__Stated problem 1__: Reproduce these entries word for word, everything from the line containing "Please trace the outline of every instance of the woman's" down to the end of the entries.

■ ■ ■ ■

Andrew helps us Springwatch the birdie
13 Jun 2013
Our mini computer appears on BBC show
An interface for a mini computer developed by a University researcher, using Investing in Success funding, has featured on the popular BBC TV show Springwatch.Dr Andrew Robinson developed PiFace, an add-on for the mini computer Raspberry Pi, which itself was developed to improve the teaching of basic computer science in schools. The number of pupils taking ICT GCSEs and A-levels has fallen dramatically, with the knock on effect that applications to computing and telecoms-related higher education courses in the UK has declined by 44 per cent since 2001.
However, for it to be a success, Andrew knew making it appeal to youngsters and first-time computer users would be key. He realised it needed to hook into real-life applications, be relevant and exciting, inspirational, and easy to use – so he developed PiFace.
The gadget, and a series of events to showcase it, fired up not only youngsters, but teachers, parents, pensioners and University colleagues too, with new uses created in schools, homes and across the campus.
One such use – monitoring the activity around a woodland bird box – has now featured on Springwatch, watched by more than 2 million viewers.

■ ■ ■ ■

__Stated problem 2__: Rewrite everything in the PiFace article from "The gadget, and" down to "across the campus.", replacing "pensioners" with "grandparents".

__Supplied entries__:
■ ■ ■ ■

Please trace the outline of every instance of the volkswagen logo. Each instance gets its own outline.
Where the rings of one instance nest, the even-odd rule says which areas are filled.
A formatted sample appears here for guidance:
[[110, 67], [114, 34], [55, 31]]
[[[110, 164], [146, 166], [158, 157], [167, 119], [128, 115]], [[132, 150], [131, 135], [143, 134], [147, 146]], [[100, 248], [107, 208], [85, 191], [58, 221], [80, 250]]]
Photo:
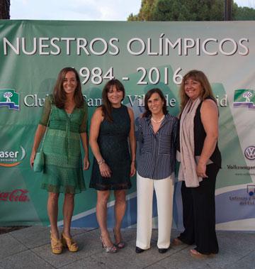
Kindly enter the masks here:
[[244, 150], [244, 156], [249, 160], [255, 159], [255, 146], [250, 146]]

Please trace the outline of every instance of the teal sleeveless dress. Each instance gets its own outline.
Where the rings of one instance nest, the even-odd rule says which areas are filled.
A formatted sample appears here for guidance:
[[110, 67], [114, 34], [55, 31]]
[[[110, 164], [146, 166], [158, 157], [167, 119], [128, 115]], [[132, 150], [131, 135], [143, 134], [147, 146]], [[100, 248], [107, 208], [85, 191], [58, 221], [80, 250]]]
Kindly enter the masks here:
[[112, 173], [110, 177], [103, 177], [94, 158], [89, 187], [97, 190], [126, 190], [131, 187], [131, 159], [128, 142], [130, 118], [125, 106], [112, 109], [113, 122], [103, 119], [98, 137], [100, 152]]
[[50, 122], [43, 144], [45, 168], [41, 188], [55, 193], [79, 193], [85, 190], [80, 133], [86, 131], [87, 106], [71, 114], [57, 108], [52, 95], [46, 97], [39, 124]]

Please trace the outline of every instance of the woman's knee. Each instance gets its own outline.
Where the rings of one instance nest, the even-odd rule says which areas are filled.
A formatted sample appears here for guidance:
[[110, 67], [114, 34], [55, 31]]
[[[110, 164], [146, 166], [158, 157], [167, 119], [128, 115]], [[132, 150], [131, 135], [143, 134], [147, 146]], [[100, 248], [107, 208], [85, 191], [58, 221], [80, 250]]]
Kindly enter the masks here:
[[59, 193], [55, 193], [55, 192], [49, 192], [48, 199], [49, 200], [52, 202], [58, 202], [60, 194]]
[[98, 191], [97, 203], [106, 204], [110, 197], [110, 191]]
[[115, 202], [120, 204], [125, 204], [125, 190], [116, 190], [114, 192]]
[[64, 199], [67, 200], [73, 200], [74, 199], [74, 194], [72, 193], [65, 193]]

■ ■ ■ ■

__Full response 1__:
Please trace the outline of every instance of the woman's knee. Each instance gets its own outline.
Where the rings of one instance nest, the even-odd rule says which areas are filled.
A formatted sample appears here for guidance:
[[110, 67], [114, 34], [55, 31]]
[[[110, 164], [146, 166], [158, 157], [167, 119], [128, 115]], [[132, 150], [131, 135], [143, 134], [147, 146]], [[100, 248], [107, 208], [85, 191], [58, 221], [80, 250]]]
Kindly enter the masks here:
[[59, 193], [55, 193], [55, 192], [49, 192], [48, 199], [49, 200], [52, 202], [58, 202], [60, 194]]
[[98, 191], [97, 203], [106, 204], [110, 197], [110, 191]]
[[115, 202], [120, 204], [125, 204], [125, 190], [116, 190], [114, 192]]
[[64, 199], [67, 200], [73, 200], [74, 199], [74, 194], [72, 193], [65, 193]]

__Full response 2__:
The gadget, and a series of events to showcase it, fired up not only youngsters, but teachers, parents, grandparents and University colleagues too, with new uses created in schools, homes and across the campus.